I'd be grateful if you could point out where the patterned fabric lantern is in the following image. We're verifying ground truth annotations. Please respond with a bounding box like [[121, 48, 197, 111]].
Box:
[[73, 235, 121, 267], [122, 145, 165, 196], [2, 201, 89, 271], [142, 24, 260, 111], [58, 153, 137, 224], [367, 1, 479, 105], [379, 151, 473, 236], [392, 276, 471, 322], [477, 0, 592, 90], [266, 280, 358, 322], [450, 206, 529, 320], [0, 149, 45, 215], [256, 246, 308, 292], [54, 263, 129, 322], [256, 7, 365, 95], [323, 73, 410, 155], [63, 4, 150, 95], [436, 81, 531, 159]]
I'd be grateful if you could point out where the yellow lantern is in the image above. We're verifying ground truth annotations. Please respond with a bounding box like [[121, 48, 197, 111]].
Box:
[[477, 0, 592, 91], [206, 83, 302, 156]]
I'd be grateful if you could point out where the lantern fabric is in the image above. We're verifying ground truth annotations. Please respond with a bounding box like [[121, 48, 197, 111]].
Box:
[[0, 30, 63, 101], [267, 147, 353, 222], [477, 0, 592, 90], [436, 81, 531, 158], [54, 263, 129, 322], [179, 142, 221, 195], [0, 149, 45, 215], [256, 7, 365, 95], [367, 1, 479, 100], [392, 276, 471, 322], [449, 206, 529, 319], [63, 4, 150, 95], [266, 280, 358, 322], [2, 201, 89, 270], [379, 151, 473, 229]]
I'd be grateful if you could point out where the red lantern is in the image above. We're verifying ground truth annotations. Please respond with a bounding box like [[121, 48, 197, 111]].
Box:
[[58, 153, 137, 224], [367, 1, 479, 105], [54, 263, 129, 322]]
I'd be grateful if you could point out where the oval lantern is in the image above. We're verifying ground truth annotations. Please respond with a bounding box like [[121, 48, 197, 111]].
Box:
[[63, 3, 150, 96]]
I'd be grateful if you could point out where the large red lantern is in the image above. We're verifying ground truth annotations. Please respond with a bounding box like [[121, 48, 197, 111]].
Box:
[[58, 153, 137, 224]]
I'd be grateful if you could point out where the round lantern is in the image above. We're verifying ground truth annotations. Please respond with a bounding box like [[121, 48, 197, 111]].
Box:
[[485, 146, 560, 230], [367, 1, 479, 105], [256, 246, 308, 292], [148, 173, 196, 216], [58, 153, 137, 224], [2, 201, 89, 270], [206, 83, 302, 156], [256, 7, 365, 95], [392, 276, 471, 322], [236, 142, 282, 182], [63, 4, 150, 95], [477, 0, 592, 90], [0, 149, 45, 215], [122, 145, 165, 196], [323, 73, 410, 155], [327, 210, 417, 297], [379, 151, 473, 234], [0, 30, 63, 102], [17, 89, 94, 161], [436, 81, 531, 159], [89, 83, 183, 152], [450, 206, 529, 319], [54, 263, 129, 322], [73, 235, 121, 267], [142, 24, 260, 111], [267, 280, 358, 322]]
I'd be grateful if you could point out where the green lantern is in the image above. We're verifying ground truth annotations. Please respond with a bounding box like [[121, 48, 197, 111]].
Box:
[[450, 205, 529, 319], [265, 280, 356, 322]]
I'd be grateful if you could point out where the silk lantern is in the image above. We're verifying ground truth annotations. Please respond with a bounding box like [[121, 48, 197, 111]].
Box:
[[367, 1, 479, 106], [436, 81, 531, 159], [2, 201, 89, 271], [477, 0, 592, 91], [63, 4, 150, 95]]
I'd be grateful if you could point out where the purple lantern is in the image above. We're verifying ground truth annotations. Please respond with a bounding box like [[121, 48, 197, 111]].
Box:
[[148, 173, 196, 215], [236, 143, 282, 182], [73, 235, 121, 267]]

+++

### Goal
Reproduce everything from the line containing "I'd be grateful if you could point out where the yellow" down to the line containing "[[477, 0, 592, 91], [206, 83, 302, 156]]", including both of those lines, without changing a character.

### Exercise result
I'd be grateful if you could point out where the yellow lantern is in the image above. We're verifying ground truth annotations. Please respond with a bounding box like [[121, 48, 197, 111]].
Box:
[[477, 0, 592, 91], [206, 83, 302, 156]]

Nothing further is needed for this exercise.